#### Try it
In the passage on Pakistan's tax system, what was the former name of the Federal Board of Revenue?

#### Passage shown
====

THE deadline for the annual filing of income tax returns has now been extended till mid-December and unsurprisingly so.
The repeatedly changing deadlines make a mockery of the taxman’s writ — so frequently compromised in recent years with extension after extension of annual tax deadlines.
This pattern has come at the cost of severely weakening a cornerstone of our economic policies.
How should the state react to defiance with existing taxpayers simply not meeting an all-too-important filing deadline? What drives this increasingly lax behaviour on the part of our far too few taxpayers? Above all, what will it take to change attitudes?
The challenge is to reform the tax machinery.
These are pertinent questions central to any plan for fixing one of the world’s worst-performing tax collection systems. That Pakistan’s tax-to-GDP ratio remains one of the lowest among its South Asian peers let alone the rest of the world is hardly a feat. Yet, beyond the repeated failure to prompt more Pakistanis to pay their dues, comes the matter of how to reform the collection machinery.
The taxman remains unpopular across the world, irrespective of where a country stands on the league of tax-compliant nations. In Pakistan, the unpopularity is often equated with challenges related to corruption among present and prospective taxpayers teaming up with officials from the widely dreaded Federal Board of Revenue (FBR). Though the title departed from the old Central Board of Revenue to make it more representative of a well-established federal body, the outfit today is a far cry from the performance of its predecessor.
In brief, the workings of the FBR widely appear to be a departure from the idea of enforcing a clear writ of the state. Compromise after compromise, such as restricting the relatively few honest officials to simply perform their job, stands at the heart of the challenge.
Unless the Pakistani state begins to enforce its writ from extending deadlines to targeting evaders wherever possible, the FBR’s image will continue to make it a laughing stock in the eyes of ordinary Pakistanis. Just up the road from Constitution Avenue where some of our top institutions including the FBR are located, defiance of the state is easily visible. At a range of outlets along the upper class commercial district known as the Blue Area, shopkeepers conveniently sell their products without charging the appropriate indirect tax.
The concept of a kachi receipt as opposed to an official receipt begins right in the taxman’s neighbourhood where various outlets, including some said to be owned by the high and mighty, openly flout the law. Such ‘safe’ havens have flourished across Pakistan in major cities.

====

#### Dataset entries
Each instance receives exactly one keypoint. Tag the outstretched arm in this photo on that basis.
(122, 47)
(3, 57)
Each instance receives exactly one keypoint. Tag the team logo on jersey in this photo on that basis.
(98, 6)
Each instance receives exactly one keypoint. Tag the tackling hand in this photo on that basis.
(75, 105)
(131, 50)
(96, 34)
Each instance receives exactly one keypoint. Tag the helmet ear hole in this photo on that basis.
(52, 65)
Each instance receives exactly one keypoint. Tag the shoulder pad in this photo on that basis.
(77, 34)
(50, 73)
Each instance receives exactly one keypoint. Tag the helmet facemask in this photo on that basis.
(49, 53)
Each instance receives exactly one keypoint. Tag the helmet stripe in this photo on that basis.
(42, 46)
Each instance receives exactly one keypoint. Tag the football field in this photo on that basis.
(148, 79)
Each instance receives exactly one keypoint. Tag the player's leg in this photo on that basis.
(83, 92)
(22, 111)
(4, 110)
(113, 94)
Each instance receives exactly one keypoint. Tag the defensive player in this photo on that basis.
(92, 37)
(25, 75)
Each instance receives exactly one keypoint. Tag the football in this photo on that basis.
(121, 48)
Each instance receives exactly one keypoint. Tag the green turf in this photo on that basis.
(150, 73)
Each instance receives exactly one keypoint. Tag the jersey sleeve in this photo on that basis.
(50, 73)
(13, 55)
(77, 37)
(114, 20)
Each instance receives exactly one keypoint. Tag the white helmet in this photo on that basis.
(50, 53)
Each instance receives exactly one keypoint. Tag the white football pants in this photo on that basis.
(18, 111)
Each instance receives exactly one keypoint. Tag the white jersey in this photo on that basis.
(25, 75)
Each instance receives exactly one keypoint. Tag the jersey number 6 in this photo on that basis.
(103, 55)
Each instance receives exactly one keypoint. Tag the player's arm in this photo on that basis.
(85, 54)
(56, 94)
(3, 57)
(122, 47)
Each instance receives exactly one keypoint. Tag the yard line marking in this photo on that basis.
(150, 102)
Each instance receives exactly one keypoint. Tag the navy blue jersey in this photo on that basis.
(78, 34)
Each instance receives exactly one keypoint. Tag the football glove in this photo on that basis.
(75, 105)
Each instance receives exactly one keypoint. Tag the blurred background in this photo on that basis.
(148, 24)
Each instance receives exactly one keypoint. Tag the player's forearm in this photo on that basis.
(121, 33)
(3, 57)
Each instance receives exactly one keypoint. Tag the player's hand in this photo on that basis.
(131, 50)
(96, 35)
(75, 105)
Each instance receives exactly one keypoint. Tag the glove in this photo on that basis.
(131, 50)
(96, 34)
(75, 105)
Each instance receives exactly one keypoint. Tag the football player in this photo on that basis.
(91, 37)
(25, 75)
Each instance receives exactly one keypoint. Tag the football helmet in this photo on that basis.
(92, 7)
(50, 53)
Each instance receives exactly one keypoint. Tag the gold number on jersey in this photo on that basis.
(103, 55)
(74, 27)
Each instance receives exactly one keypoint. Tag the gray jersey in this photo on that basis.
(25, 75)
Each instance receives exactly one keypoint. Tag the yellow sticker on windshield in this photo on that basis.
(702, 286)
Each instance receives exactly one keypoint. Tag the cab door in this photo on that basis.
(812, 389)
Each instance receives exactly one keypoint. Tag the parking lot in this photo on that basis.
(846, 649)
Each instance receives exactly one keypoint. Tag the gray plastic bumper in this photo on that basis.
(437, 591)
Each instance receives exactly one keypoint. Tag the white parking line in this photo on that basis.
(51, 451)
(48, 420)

====

#### Task response
The Central Board of Revenue.